§ WRITTEN EXERCISE
Copy each of the entries below word for word, keeping every line unchanged.

§ PROVIDED DATA
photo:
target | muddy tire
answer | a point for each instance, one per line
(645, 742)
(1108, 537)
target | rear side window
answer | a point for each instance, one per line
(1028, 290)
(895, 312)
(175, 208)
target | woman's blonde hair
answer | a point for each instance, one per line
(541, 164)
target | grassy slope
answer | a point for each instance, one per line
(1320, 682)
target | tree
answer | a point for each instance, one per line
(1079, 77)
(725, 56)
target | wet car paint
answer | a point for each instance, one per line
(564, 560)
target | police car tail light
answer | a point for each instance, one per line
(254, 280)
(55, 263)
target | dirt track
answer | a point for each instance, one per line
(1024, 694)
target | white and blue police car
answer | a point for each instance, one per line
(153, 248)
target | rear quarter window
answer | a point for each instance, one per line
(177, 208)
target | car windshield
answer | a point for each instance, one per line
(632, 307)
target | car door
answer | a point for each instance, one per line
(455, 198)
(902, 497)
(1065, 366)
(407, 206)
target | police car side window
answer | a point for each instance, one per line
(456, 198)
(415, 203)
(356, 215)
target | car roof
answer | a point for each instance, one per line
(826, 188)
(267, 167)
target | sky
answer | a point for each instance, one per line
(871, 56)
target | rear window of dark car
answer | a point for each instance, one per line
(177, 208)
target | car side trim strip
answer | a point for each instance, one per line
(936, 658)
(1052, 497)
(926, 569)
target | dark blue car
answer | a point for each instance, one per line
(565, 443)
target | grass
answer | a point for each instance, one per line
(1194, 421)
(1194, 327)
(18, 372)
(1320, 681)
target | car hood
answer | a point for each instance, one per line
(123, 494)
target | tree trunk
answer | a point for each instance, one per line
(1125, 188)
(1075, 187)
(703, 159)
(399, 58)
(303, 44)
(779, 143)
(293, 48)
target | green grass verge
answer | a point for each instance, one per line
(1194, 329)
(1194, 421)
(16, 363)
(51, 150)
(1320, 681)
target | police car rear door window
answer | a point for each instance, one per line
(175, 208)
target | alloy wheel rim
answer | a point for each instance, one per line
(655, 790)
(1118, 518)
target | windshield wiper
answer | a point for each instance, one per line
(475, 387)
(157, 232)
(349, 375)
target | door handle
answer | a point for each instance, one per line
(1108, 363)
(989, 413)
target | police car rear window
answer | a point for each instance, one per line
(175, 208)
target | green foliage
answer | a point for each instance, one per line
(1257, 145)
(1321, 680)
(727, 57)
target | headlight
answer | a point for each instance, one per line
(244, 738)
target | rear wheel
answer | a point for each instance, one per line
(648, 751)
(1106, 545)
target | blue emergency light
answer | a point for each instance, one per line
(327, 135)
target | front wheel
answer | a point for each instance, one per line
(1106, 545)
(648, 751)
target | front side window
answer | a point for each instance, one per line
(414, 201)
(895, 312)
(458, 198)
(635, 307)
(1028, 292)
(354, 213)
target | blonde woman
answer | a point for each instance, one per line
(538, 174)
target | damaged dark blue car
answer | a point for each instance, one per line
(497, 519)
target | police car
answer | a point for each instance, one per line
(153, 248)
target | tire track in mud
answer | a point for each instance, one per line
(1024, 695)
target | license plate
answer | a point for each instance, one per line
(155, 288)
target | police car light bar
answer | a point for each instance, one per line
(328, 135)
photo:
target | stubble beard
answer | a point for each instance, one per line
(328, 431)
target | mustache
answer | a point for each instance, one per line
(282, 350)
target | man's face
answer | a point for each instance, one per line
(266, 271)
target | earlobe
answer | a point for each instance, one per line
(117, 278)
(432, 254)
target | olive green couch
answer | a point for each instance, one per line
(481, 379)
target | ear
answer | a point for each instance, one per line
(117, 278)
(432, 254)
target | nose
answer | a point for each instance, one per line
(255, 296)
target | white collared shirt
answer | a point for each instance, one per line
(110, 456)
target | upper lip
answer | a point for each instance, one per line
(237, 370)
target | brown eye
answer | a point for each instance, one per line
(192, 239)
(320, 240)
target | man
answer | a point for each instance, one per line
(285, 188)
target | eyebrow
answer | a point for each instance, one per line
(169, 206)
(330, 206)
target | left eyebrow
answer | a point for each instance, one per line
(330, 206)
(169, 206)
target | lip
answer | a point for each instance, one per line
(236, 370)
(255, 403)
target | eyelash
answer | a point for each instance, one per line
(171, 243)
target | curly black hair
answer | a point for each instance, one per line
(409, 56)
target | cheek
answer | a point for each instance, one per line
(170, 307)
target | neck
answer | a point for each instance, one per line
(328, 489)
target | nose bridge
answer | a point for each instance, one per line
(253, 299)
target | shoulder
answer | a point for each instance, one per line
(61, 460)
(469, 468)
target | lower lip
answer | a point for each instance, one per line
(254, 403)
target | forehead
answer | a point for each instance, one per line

§ SOLVED EXERCISE
photo:
target | muddy tire
answer | a point for each instance, one per line
(645, 742)
(1108, 537)
target | rear side window
answer | a point for each instance, one per line
(1028, 290)
(895, 312)
(175, 208)
target | woman's blonde hair
answer | a point for each instance, one per line
(541, 164)
target | grassy slope
answer | a point for each instance, one per line
(1320, 682)
target | tree
answer | a point for each instance, one per line
(1079, 77)
(725, 56)
target | wet car paint
answer | a point for each instance, one per line
(564, 560)
target | police car tail light
answer | a point for each instance, one per line
(254, 280)
(55, 263)
target | dirt track
answer | a point for each instance, one per line
(1024, 694)
target | white and blue police car
answer | a point for each instance, one per line
(153, 248)
target | rear quarter window
answer | a point for each instance, one per line
(177, 208)
target | car windshield
answer | a point for each instance, one per line
(632, 307)
target | car door
answer | a point for each instance, one per line
(455, 198)
(902, 497)
(1065, 366)
(407, 206)
target | police car side window
answer | a point for each instance, one per line
(456, 198)
(415, 203)
(356, 215)
target | car roof
answer | a point for each instance, one per line
(826, 188)
(267, 167)
target | sky
answer | a point for each instance, one per line
(871, 56)
target | rear window of dark car
answer | a point for each instance, one per line
(177, 208)
target | car side trim strip
answer | a point for each instance, one per line
(936, 658)
(1052, 497)
(926, 569)
target | dark blue car
answer | a point for each instance, one per line
(565, 443)
target | grass
answer | a point for each instance, one per line
(1194, 421)
(1194, 327)
(18, 372)
(1320, 681)
target | car hood
answer | a point for each instance, one per line
(123, 494)
target | tree trunk
answer | a point for each instance, one per line
(1125, 188)
(1075, 187)
(703, 159)
(399, 58)
(303, 44)
(779, 143)
(293, 48)
target | green grass verge
answer | a point for each instance, one per line
(1194, 329)
(1194, 421)
(16, 363)
(51, 150)
(1320, 681)
target | police car rear door window
answer | a point for each instance, one per line
(175, 208)
target | alloy wheel rim
answer | a point for each instance, one per line
(655, 790)
(1118, 518)
target | windshield wiper
answer | a point for each instance, one per line
(475, 387)
(157, 232)
(349, 375)
target | door handle
answer | a point for each instance, one per line
(1108, 363)
(989, 413)
target | police car rear window
answer | a point for each instance, one per line
(175, 208)
target | green foliage
answer | a point for each instance, one per line
(1257, 145)
(1321, 680)
(727, 57)
target | headlight
answer | a point for each instance, one per line
(244, 738)
target | rear wheel
answer | a point for each instance, one per line
(648, 751)
(1106, 545)
target | blue emergency light
answer | a point for each instance, one per line
(327, 135)
target | front wheel
answer | a point for each instance, one per line
(1106, 545)
(648, 751)
target | front side window
answer | a point for each instance, one per line
(414, 201)
(895, 312)
(458, 198)
(635, 307)
(1028, 292)
(354, 213)
target | blonde woman
answer | a point for each instance, one per line
(538, 174)
target | damaged dark blue car
answer | a point for each instance, one per line
(497, 519)
target | police car
answer | a point for each instance, one per line
(153, 248)
target | tire track in mud
answer | a point for each instance, one per line
(1024, 695)
target | license plate
answer | a point for each instance, one per line
(155, 288)
target | police car light bar
answer | a point for each instance, one per line
(328, 135)
photo:
target | stubble beard
answer | a point for each instance, one per line
(328, 431)
target | mustache
answer | a point for each instance, one per line
(282, 350)
target | man's face
answer | a point for each instance, one per line
(266, 271)
target | earlobe
answer | a point for each instance, one per line
(117, 278)
(432, 254)
target | olive green couch
answer | a point for each instance, one per line
(481, 379)
target | ear
answer | a point for each instance, one per line
(117, 278)
(432, 254)
target | nose
answer | a point for each instance, one per line
(255, 296)
target | white collared shirt
answer | a point for each instance, one per line
(110, 456)
target | upper lip
answer | a point for each instance, one per line
(237, 370)
target | brown eye
answer | a point for each instance, one per line
(192, 239)
(320, 240)
target | man
answer | a point for each instance, one per line
(285, 188)
target | eyebrow
answer | a point for each instance, one per line
(169, 206)
(330, 206)
target | left eyebrow
answer | a point for each instance, one per line
(330, 206)
(169, 206)
target | lip
answer | a point for each instance, one per line
(236, 370)
(255, 403)
target | eyelash
answer | a point for each instance, one per line
(171, 243)
target | curly black hair
answer | a point for each instance, one per line
(409, 56)
target | cheek
answer | a point for each instance, one per line
(170, 307)
target | neck
answer | a point for each instance, one per line
(328, 489)
target | nose bridge
answer | a point for each instance, one per line
(253, 299)
target | shoulder
answer | a point for each instance, one per line
(61, 460)
(469, 468)
target | lower lip
answer | a point for each instance, one per line
(254, 403)
target | forehead
answer | a point for each instance, one per line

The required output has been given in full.